(Record excerpts Opens)

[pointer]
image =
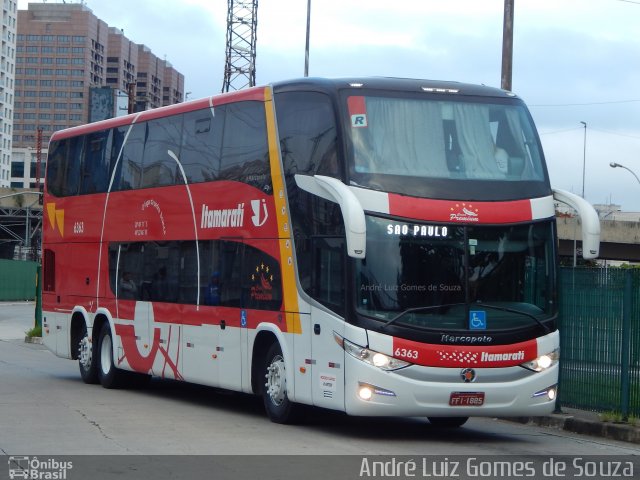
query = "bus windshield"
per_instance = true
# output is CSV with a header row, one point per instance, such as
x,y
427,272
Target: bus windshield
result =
x,y
454,139
434,276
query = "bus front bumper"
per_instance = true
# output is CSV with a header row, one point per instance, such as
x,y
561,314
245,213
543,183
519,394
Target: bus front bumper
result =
x,y
434,392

(Record excerpts Closes)

→ What is being asked:
The answer should hold every entry exactly as given and no pictures at all.

→ Exercise result:
[pointer]
image =
query = "bus windshield"
per_instance = true
# output is CSV with a header row, one point per instance, such as
x,y
427,272
Target: bus windshield
result =
x,y
454,139
434,276
query = "bus front bumper"
per_instance = true
# output is CSV with a header row, one point per instance, such as
x,y
561,314
245,213
543,183
519,394
Target: bus front bumper
result =
x,y
434,392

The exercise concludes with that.